§ **Provided records**:
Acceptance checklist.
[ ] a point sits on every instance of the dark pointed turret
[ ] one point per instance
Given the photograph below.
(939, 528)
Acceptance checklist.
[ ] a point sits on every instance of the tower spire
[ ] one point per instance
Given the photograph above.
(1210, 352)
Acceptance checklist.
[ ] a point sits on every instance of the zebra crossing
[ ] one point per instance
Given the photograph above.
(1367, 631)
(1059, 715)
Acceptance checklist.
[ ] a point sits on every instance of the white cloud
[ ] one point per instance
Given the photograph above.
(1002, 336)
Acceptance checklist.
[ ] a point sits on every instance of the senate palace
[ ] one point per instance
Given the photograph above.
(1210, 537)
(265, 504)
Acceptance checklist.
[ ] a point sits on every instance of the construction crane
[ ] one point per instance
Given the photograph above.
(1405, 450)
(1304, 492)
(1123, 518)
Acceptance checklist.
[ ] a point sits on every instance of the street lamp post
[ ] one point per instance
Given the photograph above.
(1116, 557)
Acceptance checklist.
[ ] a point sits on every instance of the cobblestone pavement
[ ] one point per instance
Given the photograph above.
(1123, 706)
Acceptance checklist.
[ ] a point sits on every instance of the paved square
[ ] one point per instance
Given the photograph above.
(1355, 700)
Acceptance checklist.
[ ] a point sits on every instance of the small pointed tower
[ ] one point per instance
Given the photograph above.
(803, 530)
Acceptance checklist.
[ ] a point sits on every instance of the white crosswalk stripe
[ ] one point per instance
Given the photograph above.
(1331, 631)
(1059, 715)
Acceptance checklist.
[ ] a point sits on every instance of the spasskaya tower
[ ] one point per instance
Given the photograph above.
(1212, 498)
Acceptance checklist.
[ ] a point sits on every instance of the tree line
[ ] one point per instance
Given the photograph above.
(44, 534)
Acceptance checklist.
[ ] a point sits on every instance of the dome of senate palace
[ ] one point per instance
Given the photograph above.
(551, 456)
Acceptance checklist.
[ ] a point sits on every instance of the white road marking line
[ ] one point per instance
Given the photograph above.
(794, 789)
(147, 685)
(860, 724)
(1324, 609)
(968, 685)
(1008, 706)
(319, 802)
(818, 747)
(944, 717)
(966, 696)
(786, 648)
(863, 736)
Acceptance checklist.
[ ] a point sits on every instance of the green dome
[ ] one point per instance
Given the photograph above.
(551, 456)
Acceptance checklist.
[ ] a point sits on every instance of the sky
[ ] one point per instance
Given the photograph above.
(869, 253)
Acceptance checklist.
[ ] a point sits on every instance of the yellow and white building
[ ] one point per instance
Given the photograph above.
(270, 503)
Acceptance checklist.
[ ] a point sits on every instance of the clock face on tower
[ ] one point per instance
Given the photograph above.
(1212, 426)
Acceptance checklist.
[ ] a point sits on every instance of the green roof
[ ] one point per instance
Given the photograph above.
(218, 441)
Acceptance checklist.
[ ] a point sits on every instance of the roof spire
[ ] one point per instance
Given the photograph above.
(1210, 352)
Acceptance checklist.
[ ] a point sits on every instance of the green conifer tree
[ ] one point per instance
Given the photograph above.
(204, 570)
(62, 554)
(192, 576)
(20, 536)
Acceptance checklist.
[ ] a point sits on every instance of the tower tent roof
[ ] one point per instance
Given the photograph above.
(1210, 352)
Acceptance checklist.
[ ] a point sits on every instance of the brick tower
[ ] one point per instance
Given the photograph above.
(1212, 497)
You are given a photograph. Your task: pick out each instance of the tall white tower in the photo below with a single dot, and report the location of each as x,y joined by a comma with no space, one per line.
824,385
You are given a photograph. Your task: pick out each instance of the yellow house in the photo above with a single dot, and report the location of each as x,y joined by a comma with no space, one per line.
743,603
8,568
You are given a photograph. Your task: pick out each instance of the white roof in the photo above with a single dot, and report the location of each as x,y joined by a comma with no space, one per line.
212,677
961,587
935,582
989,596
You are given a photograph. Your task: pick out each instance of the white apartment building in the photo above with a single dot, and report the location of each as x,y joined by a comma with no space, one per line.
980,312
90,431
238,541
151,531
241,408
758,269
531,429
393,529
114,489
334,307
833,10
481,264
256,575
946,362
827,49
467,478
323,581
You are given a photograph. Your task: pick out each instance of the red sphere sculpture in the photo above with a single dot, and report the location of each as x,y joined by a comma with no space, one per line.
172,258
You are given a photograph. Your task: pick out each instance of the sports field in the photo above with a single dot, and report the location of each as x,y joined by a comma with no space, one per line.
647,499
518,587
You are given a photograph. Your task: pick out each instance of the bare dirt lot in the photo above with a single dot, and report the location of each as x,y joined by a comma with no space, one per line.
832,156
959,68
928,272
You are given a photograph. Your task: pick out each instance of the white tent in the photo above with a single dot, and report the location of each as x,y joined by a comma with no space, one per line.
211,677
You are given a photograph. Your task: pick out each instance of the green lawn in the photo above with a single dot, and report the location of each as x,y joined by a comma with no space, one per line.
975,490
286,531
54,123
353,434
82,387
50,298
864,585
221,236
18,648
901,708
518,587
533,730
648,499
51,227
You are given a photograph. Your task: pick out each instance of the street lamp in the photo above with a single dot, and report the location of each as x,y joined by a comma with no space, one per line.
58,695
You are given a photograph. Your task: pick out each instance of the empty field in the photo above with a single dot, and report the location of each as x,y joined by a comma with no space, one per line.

§ **What to work on**:
Can you rewrite everything from the start of the entries down to the line containing "(1002, 336)", changing "instance" to "occurrence" and leaving every other part the same?

§ **Full solution**:
Acceptance checklist.
[ ] a point sits on every occurrence of the dark pointed turret
[ ] one point per occurrence
Given the photograph below.
(939, 528)
Acceptance checklist.
[ ] a point sits on every occurrence of the tower spire
[ ] one point per occurrence
Given the photograph above.
(1210, 352)
Acceptance checklist.
[ ] a point sits on every occurrence of the zebra crossing
[ ] one point per occurrence
Given the photograph above.
(1367, 631)
(1059, 715)
Acceptance checklist.
[ ] a point sits on every occurrence of the white cloud
[ ] one point per occurrence
Given the photograph above.
(1002, 336)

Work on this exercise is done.